::: Supplied entries

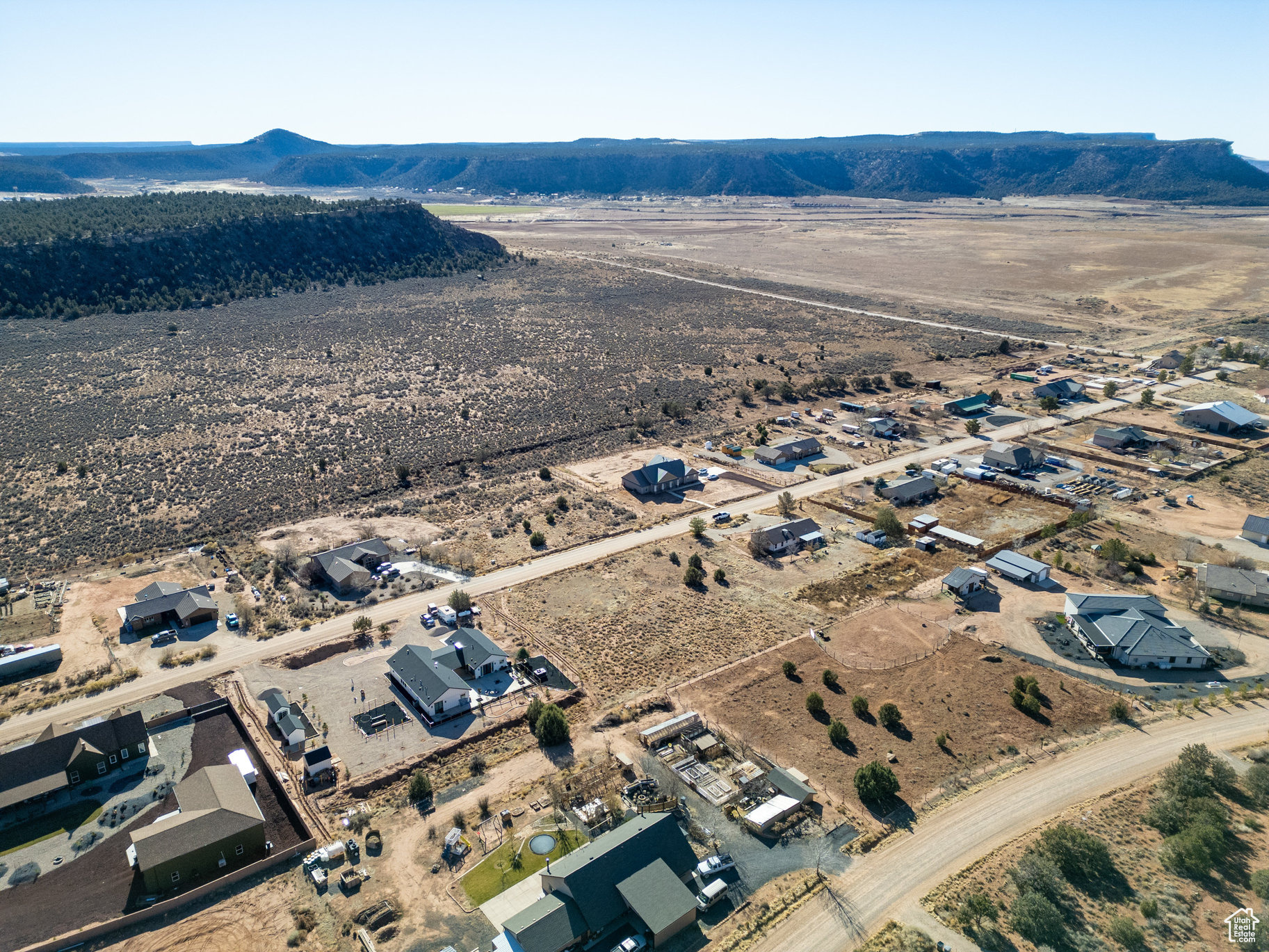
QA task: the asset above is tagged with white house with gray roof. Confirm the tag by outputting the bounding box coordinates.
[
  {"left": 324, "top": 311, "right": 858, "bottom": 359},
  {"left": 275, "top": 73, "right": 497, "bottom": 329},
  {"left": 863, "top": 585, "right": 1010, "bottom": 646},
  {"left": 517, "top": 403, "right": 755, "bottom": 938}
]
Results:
[{"left": 1066, "top": 592, "right": 1212, "bottom": 669}]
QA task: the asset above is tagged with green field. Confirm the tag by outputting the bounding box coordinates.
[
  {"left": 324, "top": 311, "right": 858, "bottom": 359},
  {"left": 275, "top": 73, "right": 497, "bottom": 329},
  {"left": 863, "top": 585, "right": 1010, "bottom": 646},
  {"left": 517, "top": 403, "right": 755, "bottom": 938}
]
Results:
[
  {"left": 463, "top": 830, "right": 586, "bottom": 905},
  {"left": 0, "top": 800, "right": 102, "bottom": 855},
  {"left": 424, "top": 204, "right": 543, "bottom": 218}
]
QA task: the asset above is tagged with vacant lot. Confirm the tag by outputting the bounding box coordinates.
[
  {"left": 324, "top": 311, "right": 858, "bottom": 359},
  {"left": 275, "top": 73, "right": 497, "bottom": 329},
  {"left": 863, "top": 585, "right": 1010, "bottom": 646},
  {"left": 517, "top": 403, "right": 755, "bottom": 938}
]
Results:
[
  {"left": 0, "top": 255, "right": 1010, "bottom": 578},
  {"left": 683, "top": 635, "right": 1109, "bottom": 809}
]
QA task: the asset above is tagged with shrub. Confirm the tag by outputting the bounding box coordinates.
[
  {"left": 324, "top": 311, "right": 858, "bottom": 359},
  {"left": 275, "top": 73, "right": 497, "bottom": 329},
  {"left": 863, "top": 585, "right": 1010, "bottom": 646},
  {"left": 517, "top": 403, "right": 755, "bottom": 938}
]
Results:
[
  {"left": 533, "top": 704, "right": 569, "bottom": 748},
  {"left": 1009, "top": 892, "right": 1066, "bottom": 946},
  {"left": 877, "top": 701, "right": 903, "bottom": 730},
  {"left": 855, "top": 760, "right": 898, "bottom": 801},
  {"left": 524, "top": 697, "right": 546, "bottom": 735},
  {"left": 410, "top": 771, "right": 432, "bottom": 803}
]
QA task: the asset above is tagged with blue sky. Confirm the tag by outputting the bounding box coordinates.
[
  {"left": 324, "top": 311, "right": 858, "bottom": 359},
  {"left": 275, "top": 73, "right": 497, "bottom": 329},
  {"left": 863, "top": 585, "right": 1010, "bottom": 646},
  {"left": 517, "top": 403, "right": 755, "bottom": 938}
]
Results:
[{"left": 0, "top": 0, "right": 1269, "bottom": 159}]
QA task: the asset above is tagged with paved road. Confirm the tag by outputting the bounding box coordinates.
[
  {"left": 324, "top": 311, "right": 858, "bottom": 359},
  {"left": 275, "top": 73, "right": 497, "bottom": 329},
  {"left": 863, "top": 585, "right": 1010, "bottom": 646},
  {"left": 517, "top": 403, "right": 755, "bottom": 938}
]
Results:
[
  {"left": 0, "top": 378, "right": 1199, "bottom": 744},
  {"left": 755, "top": 702, "right": 1269, "bottom": 952}
]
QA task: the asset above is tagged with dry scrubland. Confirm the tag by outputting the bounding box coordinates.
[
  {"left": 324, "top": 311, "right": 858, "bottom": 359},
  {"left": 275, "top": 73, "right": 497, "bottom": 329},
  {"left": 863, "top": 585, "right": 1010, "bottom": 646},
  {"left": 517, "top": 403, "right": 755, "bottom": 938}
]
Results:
[
  {"left": 681, "top": 635, "right": 1109, "bottom": 809},
  {"left": 0, "top": 255, "right": 1047, "bottom": 576}
]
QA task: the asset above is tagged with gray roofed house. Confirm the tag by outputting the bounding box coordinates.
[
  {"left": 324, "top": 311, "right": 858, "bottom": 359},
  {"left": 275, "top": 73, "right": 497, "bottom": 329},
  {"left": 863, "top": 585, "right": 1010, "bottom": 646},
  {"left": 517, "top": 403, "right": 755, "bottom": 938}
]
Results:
[
  {"left": 0, "top": 709, "right": 149, "bottom": 809},
  {"left": 617, "top": 858, "right": 697, "bottom": 946},
  {"left": 1198, "top": 563, "right": 1269, "bottom": 608},
  {"left": 766, "top": 767, "right": 815, "bottom": 803},
  {"left": 308, "top": 538, "right": 389, "bottom": 594},
  {"left": 1032, "top": 377, "right": 1084, "bottom": 400},
  {"left": 987, "top": 549, "right": 1048, "bottom": 583},
  {"left": 1179, "top": 400, "right": 1260, "bottom": 433},
  {"left": 943, "top": 565, "right": 987, "bottom": 598},
  {"left": 754, "top": 518, "right": 823, "bottom": 556},
  {"left": 118, "top": 581, "right": 218, "bottom": 631},
  {"left": 983, "top": 443, "right": 1044, "bottom": 471},
  {"left": 1066, "top": 592, "right": 1211, "bottom": 668},
  {"left": 129, "top": 764, "right": 265, "bottom": 892},
  {"left": 622, "top": 453, "right": 700, "bottom": 497},
  {"left": 877, "top": 476, "right": 939, "bottom": 505},
  {"left": 503, "top": 892, "right": 589, "bottom": 952},
  {"left": 1238, "top": 515, "right": 1269, "bottom": 546}
]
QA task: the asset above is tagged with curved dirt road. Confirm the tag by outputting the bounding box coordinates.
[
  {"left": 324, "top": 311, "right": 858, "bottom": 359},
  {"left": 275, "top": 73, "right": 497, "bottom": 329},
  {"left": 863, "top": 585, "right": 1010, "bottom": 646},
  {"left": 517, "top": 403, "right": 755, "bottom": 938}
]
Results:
[{"left": 754, "top": 702, "right": 1269, "bottom": 952}]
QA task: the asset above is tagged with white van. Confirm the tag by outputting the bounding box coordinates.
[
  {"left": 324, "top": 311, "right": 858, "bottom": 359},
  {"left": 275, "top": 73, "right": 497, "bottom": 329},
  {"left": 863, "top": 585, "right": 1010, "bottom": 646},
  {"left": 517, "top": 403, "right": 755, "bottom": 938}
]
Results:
[{"left": 697, "top": 880, "right": 727, "bottom": 912}]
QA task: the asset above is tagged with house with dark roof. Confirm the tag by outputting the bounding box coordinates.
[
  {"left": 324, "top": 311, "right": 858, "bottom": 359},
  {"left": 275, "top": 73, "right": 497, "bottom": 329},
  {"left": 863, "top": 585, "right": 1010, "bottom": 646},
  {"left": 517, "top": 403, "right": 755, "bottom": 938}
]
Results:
[
  {"left": 983, "top": 443, "right": 1044, "bottom": 472},
  {"left": 1238, "top": 515, "right": 1269, "bottom": 546},
  {"left": 0, "top": 709, "right": 149, "bottom": 809},
  {"left": 754, "top": 518, "right": 823, "bottom": 557},
  {"left": 118, "top": 581, "right": 218, "bottom": 632},
  {"left": 127, "top": 764, "right": 265, "bottom": 892},
  {"left": 494, "top": 814, "right": 697, "bottom": 952},
  {"left": 943, "top": 389, "right": 991, "bottom": 417},
  {"left": 1032, "top": 377, "right": 1084, "bottom": 400},
  {"left": 754, "top": 437, "right": 823, "bottom": 466},
  {"left": 877, "top": 476, "right": 939, "bottom": 505},
  {"left": 388, "top": 629, "right": 511, "bottom": 723},
  {"left": 1195, "top": 563, "right": 1269, "bottom": 608},
  {"left": 622, "top": 453, "right": 700, "bottom": 497},
  {"left": 308, "top": 538, "right": 389, "bottom": 595},
  {"left": 1066, "top": 592, "right": 1211, "bottom": 669},
  {"left": 1179, "top": 400, "right": 1260, "bottom": 433},
  {"left": 1092, "top": 426, "right": 1177, "bottom": 451}
]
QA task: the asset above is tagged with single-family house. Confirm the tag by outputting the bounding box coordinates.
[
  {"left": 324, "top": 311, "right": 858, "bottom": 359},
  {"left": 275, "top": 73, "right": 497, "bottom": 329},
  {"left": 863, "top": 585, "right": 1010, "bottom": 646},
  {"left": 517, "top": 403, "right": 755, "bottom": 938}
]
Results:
[
  {"left": 127, "top": 764, "right": 266, "bottom": 894},
  {"left": 622, "top": 453, "right": 700, "bottom": 497},
  {"left": 1179, "top": 400, "right": 1260, "bottom": 433},
  {"left": 987, "top": 549, "right": 1048, "bottom": 584},
  {"left": 388, "top": 629, "right": 510, "bottom": 723},
  {"left": 766, "top": 767, "right": 815, "bottom": 806},
  {"left": 118, "top": 581, "right": 217, "bottom": 632},
  {"left": 943, "top": 391, "right": 991, "bottom": 417},
  {"left": 1066, "top": 592, "right": 1211, "bottom": 668},
  {"left": 754, "top": 518, "right": 823, "bottom": 556},
  {"left": 877, "top": 476, "right": 939, "bottom": 505},
  {"left": 983, "top": 443, "right": 1044, "bottom": 472},
  {"left": 754, "top": 437, "right": 823, "bottom": 466},
  {"left": 1092, "top": 426, "right": 1177, "bottom": 451},
  {"left": 1238, "top": 515, "right": 1269, "bottom": 546},
  {"left": 308, "top": 538, "right": 389, "bottom": 595},
  {"left": 1195, "top": 563, "right": 1269, "bottom": 608},
  {"left": 943, "top": 566, "right": 987, "bottom": 598},
  {"left": 1032, "top": 377, "right": 1084, "bottom": 400},
  {"left": 0, "top": 709, "right": 149, "bottom": 809},
  {"left": 494, "top": 814, "right": 697, "bottom": 952}
]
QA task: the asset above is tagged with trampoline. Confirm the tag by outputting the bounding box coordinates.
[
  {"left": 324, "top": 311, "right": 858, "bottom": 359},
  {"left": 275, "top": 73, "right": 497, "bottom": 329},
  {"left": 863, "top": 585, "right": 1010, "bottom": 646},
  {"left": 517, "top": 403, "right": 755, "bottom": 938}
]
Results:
[
  {"left": 529, "top": 832, "right": 556, "bottom": 855},
  {"left": 353, "top": 701, "right": 409, "bottom": 738}
]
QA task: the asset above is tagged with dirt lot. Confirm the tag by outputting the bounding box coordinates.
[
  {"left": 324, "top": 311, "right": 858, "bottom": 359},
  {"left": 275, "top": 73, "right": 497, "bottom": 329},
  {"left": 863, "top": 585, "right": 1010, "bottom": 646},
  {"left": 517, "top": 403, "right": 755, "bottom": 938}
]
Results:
[
  {"left": 923, "top": 761, "right": 1269, "bottom": 951},
  {"left": 680, "top": 636, "right": 1109, "bottom": 814}
]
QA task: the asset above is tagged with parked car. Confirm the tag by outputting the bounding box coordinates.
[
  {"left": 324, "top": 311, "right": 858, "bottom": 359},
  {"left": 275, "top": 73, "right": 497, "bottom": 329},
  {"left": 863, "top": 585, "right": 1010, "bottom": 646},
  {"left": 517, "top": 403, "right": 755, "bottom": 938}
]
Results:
[{"left": 697, "top": 853, "right": 736, "bottom": 876}]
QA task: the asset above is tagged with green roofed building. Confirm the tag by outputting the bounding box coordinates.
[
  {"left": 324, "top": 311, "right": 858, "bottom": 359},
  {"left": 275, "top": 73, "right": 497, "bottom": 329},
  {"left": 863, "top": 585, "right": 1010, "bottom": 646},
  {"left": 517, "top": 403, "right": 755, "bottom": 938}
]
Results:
[{"left": 494, "top": 814, "right": 697, "bottom": 952}]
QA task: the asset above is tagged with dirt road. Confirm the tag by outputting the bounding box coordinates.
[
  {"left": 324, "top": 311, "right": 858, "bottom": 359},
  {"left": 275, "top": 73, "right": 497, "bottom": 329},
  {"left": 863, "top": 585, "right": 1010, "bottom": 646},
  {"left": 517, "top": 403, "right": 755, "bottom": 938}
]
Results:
[
  {"left": 0, "top": 372, "right": 1215, "bottom": 744},
  {"left": 755, "top": 702, "right": 1269, "bottom": 952}
]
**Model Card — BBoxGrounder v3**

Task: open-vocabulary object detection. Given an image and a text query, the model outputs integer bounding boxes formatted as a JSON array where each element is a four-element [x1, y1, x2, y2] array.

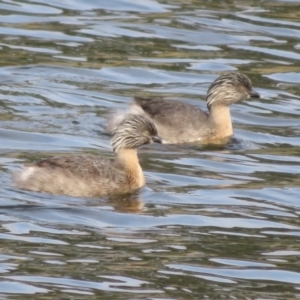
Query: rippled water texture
[[0, 0, 300, 300]]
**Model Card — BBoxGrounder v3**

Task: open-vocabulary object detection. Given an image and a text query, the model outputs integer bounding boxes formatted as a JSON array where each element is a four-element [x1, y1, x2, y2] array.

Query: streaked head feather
[[111, 114, 157, 152]]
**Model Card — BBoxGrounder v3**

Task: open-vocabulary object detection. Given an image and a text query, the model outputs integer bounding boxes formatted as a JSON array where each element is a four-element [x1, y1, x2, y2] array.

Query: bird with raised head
[[107, 72, 260, 144]]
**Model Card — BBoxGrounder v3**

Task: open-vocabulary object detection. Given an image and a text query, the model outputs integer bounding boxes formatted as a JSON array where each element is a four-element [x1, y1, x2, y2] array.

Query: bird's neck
[[115, 149, 145, 189], [208, 105, 233, 138]]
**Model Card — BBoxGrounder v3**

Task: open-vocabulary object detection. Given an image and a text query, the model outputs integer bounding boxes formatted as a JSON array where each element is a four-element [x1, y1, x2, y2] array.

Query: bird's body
[[108, 72, 259, 144], [14, 115, 160, 197]]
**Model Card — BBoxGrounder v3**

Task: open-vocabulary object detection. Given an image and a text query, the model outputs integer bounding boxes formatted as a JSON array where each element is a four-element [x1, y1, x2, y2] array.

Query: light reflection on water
[[0, 0, 300, 299]]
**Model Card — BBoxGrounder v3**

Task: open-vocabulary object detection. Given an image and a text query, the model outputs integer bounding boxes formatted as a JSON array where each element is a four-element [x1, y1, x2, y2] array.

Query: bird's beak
[[152, 136, 162, 144], [249, 91, 261, 98]]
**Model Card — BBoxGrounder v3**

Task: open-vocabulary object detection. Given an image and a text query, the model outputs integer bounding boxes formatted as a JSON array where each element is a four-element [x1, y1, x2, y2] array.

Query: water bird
[[13, 114, 161, 197], [107, 72, 260, 144]]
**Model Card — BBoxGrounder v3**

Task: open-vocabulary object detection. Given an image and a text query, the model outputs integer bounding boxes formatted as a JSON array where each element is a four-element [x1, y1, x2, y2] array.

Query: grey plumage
[[107, 72, 259, 144], [13, 115, 160, 197]]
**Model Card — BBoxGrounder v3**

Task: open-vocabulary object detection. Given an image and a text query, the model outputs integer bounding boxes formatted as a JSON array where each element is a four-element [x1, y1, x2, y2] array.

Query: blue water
[[0, 0, 300, 300]]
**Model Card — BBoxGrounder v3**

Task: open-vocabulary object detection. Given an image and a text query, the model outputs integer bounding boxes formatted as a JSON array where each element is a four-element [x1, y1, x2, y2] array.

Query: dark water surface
[[0, 0, 300, 300]]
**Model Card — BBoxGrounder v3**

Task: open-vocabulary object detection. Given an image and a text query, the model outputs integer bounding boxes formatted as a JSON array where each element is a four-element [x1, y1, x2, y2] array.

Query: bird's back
[[134, 97, 209, 143], [14, 155, 128, 197]]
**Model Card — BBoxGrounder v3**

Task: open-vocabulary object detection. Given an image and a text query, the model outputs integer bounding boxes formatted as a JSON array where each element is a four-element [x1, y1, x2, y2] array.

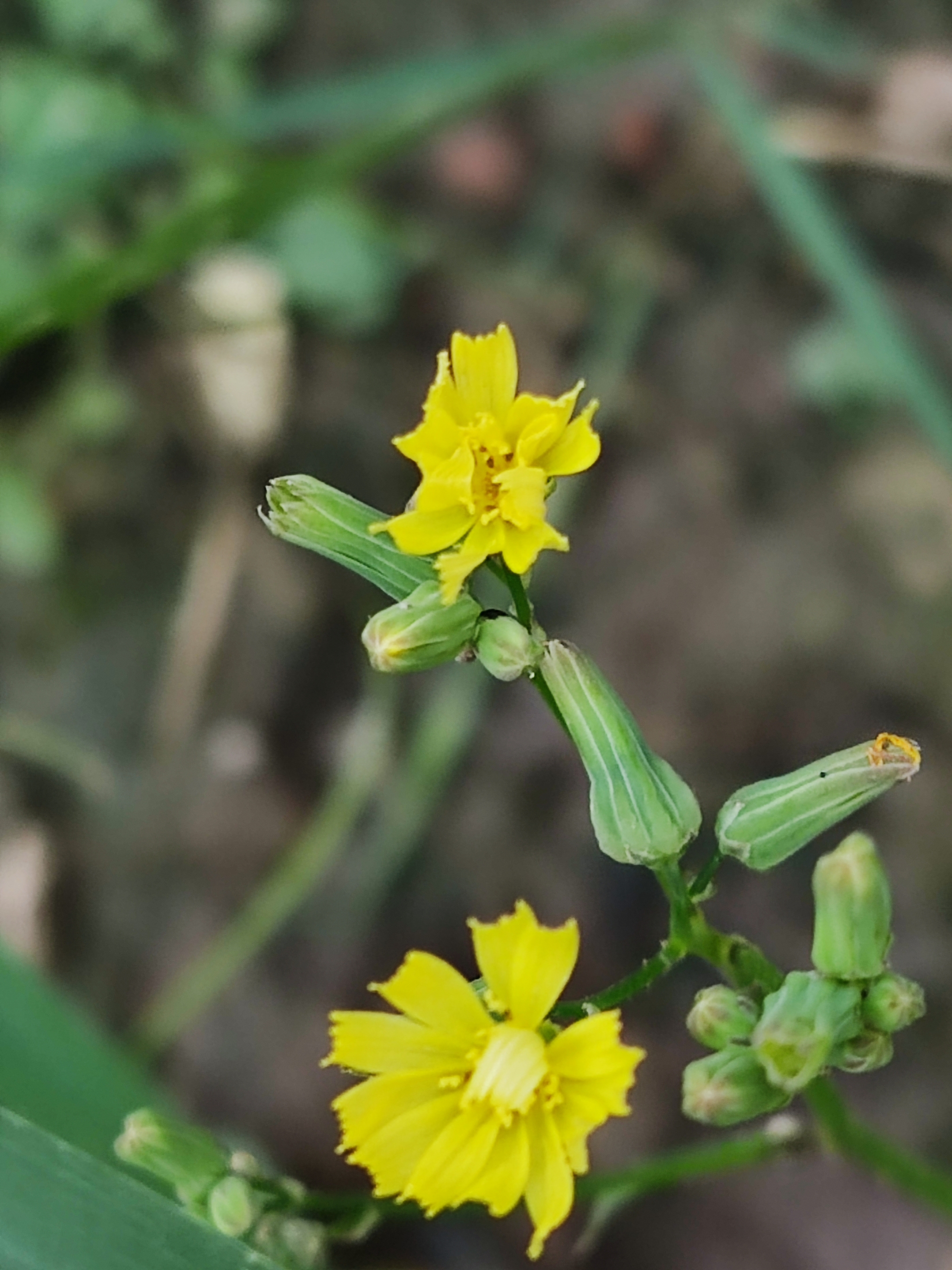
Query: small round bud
[[716, 732, 920, 870], [830, 1027, 892, 1076], [537, 639, 701, 867], [361, 582, 480, 674], [682, 1045, 789, 1127], [687, 983, 759, 1049], [208, 1176, 261, 1240], [476, 612, 545, 683], [812, 833, 892, 979], [750, 970, 861, 1094], [114, 1107, 228, 1203], [863, 970, 926, 1032]]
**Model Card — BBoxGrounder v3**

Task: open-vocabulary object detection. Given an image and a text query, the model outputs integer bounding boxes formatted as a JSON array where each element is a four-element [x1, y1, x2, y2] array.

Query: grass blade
[[688, 39, 952, 462], [0, 1111, 277, 1270]]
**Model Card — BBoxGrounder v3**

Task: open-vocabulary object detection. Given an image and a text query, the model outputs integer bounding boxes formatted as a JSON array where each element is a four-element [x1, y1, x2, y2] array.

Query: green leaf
[[261, 476, 434, 599], [0, 945, 165, 1163], [0, 1111, 282, 1270]]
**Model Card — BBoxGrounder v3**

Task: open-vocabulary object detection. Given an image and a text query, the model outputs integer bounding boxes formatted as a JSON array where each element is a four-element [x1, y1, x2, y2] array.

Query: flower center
[[461, 1023, 548, 1125]]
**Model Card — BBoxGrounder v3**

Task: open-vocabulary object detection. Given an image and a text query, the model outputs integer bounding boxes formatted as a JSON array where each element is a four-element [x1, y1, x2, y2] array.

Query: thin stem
[[575, 1117, 800, 1254], [133, 684, 395, 1055], [550, 940, 687, 1023], [803, 1077, 952, 1217]]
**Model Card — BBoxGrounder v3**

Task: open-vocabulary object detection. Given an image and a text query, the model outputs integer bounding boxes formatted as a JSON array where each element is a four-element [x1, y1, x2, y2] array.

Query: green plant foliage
[[265, 190, 406, 334], [0, 1111, 282, 1270], [0, 945, 164, 1163]]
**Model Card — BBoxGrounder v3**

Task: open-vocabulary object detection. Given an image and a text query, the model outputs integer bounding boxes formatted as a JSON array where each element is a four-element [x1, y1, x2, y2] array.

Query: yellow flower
[[371, 323, 600, 603], [324, 900, 643, 1260]]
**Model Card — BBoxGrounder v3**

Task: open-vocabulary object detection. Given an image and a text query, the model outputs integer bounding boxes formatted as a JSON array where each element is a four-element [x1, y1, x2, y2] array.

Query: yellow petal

::::::

» **Task instructions**
Locate each line above that contains the word "water" and copy every one of those lines. Treat uppercase and lowercase letters as different.

» **Completed task**
Query: rippled water texture
Query: light reflection on water
Query: water bird
Query: blue water
Query: dark water surface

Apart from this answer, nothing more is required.